◆ Task description
Transcribe every entry word for word, but skip the images.
# # #
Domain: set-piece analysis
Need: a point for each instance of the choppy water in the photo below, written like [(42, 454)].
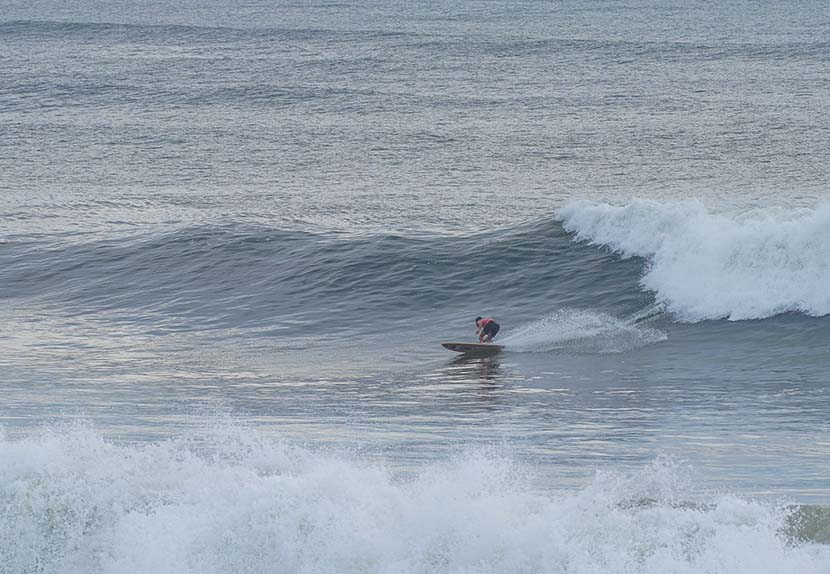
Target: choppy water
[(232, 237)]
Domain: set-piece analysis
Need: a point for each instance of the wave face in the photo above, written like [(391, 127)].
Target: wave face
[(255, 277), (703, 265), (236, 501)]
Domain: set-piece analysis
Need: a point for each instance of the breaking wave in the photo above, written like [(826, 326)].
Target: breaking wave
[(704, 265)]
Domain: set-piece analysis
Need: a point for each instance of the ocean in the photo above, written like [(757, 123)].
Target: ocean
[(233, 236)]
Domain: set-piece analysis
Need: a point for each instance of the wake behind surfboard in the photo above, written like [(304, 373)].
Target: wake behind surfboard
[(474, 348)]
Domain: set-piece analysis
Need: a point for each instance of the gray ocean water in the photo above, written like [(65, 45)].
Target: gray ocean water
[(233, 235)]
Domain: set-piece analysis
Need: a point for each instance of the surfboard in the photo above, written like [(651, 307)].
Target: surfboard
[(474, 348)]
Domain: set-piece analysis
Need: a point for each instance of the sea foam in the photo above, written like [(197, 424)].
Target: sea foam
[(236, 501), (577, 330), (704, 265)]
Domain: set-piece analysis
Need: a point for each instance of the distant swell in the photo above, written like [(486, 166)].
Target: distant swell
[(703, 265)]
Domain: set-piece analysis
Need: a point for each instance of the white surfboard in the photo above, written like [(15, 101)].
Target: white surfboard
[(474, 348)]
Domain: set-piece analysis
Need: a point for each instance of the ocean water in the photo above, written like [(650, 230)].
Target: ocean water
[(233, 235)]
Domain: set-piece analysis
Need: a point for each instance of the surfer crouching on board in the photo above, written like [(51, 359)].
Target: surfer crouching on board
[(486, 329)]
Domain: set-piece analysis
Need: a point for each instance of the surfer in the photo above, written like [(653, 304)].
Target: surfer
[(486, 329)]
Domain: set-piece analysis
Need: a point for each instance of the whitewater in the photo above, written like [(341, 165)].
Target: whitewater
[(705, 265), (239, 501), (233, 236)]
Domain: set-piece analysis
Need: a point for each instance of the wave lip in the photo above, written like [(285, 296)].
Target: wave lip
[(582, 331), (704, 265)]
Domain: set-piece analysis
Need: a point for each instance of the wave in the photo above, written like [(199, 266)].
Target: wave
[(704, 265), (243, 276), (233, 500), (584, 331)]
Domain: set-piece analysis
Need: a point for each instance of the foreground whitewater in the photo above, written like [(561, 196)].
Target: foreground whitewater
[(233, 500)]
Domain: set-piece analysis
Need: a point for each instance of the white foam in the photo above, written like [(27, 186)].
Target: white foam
# # #
◆ Task answer
Domain: set-piece analysis
Need: a point for each instance of the choppy water in the photo below, written like [(42, 454)].
Target: choppy water
[(232, 237)]
Domain: set-piece analysis
Need: a point for each instance of the wave face in the photo above, written like [(391, 127)].
Target: wave face
[(255, 277), (703, 265), (236, 501)]
Domain: set-piece analysis
Need: a point for each instance of the breaking wave in the photo above, written like [(826, 326)].
Target: breaking wave
[(704, 265)]
Domain: set-piece analysis
Need: a point for each instance of the ocean in the photo above, written like [(757, 123)].
Target: ocean
[(233, 236)]
Domain: set-piece analysis
Need: a point for each instance of the wake behind surfboard in the photo above, written like [(304, 373)].
Target: wake behind surfboard
[(474, 348)]
Domain: set-piece analysis
Need: a point for each instance of the gray ocean water in the photo above, written like [(65, 45)].
Target: gray ocean water
[(233, 235)]
Domain: set-piece analysis
Need: a point for each instance of the surfboard in the photo above, written like [(651, 307)].
Target: surfboard
[(474, 348)]
Domain: set-piece analysis
Need: a point for each instance of the sea foam in the photo above, written like [(197, 424)].
Target: sea foam
[(236, 501), (577, 330), (704, 265)]
Domain: set-piece analysis
Need: a point for each instance of the distant swell in the photo above, written like [(486, 166)].
Target: distant swell
[(703, 265)]
Domain: set-piece analysis
Need: a point for each instance of the white surfboard in the photo above, written like [(15, 101)].
Target: white surfboard
[(474, 348)]
Domain: set-piece analysis
Need: a point for each instance of the ocean water in the photo above, written like [(650, 230)].
Target: ocean water
[(233, 235)]
Domain: set-piece analysis
Need: a point for each instance of the surfer crouching on board in the photo above, written like [(51, 359)].
Target: surfer crouching on board
[(486, 329)]
Domain: set-piece analysis
Need: a point for each instance of the surfer in the photo above, written like [(653, 304)].
Target: surfer
[(486, 329)]
Domain: set-piece analysis
Need: a point for each instance of the whitewater in the photo above, written like [(341, 165)].
Target: whitewater
[(705, 265), (239, 501), (233, 236)]
Domain: set-piece analysis
Need: a point for each instance of the wave lip in the photo above, written like [(285, 296)].
Target: wave lip
[(582, 331), (704, 265)]
Domain: set-piece analysis
Need: a point for each instance of the wave in the photo above, written like [(199, 266)].
Target: wave
[(704, 265), (243, 276), (233, 500), (584, 331)]
Domain: set-piece analysis
Need: a point for each instance of the foreground whitewater in the photo above, written like [(561, 196)].
Target: foreground whitewater
[(233, 500)]
Domain: set-piece analysis
Need: a point for each instance of the white foam in the photo above, written like [(27, 186)].
Target: white foam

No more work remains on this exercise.